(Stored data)
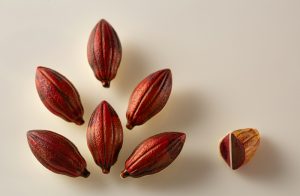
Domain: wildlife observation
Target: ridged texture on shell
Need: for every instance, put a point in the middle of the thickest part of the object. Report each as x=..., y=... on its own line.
x=104, y=52
x=239, y=146
x=154, y=154
x=149, y=97
x=57, y=153
x=105, y=136
x=59, y=95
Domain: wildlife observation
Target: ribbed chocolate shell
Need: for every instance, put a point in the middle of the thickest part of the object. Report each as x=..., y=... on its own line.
x=104, y=52
x=154, y=154
x=59, y=95
x=57, y=153
x=105, y=136
x=149, y=97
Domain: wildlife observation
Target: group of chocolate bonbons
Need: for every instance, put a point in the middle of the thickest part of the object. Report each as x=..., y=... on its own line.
x=105, y=133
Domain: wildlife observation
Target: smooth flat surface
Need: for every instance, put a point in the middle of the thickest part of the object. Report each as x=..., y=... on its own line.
x=235, y=64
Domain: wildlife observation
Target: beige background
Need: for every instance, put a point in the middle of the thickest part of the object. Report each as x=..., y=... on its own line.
x=235, y=64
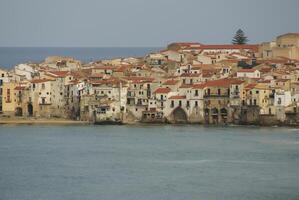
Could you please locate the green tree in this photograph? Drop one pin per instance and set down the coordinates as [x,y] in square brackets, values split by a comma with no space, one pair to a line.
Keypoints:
[240,37]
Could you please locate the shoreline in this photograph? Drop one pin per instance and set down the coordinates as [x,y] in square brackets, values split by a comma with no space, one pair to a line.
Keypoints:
[42,121]
[75,122]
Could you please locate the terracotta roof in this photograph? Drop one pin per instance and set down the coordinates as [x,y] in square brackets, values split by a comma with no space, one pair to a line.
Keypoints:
[199,86]
[58,74]
[186,86]
[177,97]
[252,47]
[247,70]
[190,75]
[250,86]
[162,90]
[40,80]
[20,88]
[105,67]
[170,82]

● Work item:
The required answer is the exact run of lines above starting at the line with "Target: smooth flat surface" and ending at the line with "Target: beige background", with both ends present.

● Task response:
Target: smooth flat surface
Need: for every instance, put a point in the middle of the thickest part of the object. Report each as x=..., y=... on its own line.
x=235, y=64
Domain: wildlife observation
Target: beige background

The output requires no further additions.